Maladkal is a village in Karnataka state, comes under Raichur District, Devadurga Taluk and Gabbur hobli. Maladkal lies in northern part of Karnataka(Kalyana Karnataka Division). Maladkal shares its boundary with Gabbur, Ramadurga, Jagatakal, N Ganekal, Maseedpur and Atnur (Manvi taluk). Maladakal is one of the Gram Panchayat in Raichur District.

The village majorly consists of hardworking farmers as most families are agriculture oriented  and others hold their personal businesses. Crops produced in this village are cotton, chilli and rice but, some people also grow vegetables for their livelihood. Maladkal is a self sustained village as most of villages in India, the villagers are mostly interdependent for their livelihood.

════════════════

WHAT IS ASKED:
a - Please copy out the whole Maladkal passage above, word for word.
b - Count the lines in the records below that contain the string "white", treating uppercase and lowercase as different. Give only the number.

════════════════

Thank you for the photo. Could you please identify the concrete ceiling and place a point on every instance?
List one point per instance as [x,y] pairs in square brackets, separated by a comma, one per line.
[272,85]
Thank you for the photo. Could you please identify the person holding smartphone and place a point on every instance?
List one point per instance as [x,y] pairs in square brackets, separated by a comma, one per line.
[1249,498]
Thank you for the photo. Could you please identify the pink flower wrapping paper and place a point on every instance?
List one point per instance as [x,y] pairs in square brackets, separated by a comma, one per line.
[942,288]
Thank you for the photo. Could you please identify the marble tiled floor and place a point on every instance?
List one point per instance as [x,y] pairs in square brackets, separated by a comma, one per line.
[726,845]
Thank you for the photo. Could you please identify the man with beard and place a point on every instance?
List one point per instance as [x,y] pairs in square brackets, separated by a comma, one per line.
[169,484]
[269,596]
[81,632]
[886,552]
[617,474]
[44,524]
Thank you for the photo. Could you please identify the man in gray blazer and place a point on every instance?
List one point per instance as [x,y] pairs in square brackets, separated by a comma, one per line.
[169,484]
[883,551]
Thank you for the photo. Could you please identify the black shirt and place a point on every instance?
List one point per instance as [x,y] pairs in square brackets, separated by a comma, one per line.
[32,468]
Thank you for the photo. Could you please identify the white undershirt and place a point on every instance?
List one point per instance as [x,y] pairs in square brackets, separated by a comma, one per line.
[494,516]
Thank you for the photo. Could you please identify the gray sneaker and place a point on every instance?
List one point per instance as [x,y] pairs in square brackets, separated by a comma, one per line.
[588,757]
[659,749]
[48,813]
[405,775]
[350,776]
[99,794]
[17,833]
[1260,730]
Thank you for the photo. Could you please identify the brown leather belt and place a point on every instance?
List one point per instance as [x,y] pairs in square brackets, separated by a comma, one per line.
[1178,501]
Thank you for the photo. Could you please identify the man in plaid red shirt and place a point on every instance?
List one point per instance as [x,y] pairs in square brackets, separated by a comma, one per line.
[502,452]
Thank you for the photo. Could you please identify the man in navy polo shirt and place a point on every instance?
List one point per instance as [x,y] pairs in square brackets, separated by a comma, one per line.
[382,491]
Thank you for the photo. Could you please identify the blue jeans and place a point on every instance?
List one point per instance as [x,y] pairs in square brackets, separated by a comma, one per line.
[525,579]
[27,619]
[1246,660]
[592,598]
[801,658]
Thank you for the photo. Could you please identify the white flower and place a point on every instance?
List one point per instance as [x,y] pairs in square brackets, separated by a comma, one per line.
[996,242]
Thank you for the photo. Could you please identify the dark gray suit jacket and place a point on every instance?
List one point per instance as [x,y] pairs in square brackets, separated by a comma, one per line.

════════════════

ANSWERS TO THE PROBLEMS:
a -
Maladkal is a village in Karnataka state, comes under Raichur District, Devadurga Taluk and Gabbur hobli. Maladkal lies in northern part of Karnataka(Kalyana Karnataka Division). Maladkal shares its boundary with Gabbur, Ramadurga, Jagatakal, N Ganekal, Maseedpur and Atnur (Manvi taluk). Maladakal is one of the Gram Panchayat in Raichur District.

The village majorly consists of hardworking farmers as most families are agriculture oriented  and others hold their personal businesses. Crops produced in this village are cotton, chilli and rice but, some people also grow vegetables for their livelihood. Maladkal is a self sustained village as most of villages in India, the villagers are mostly interdependent for their livelihood.

b - 2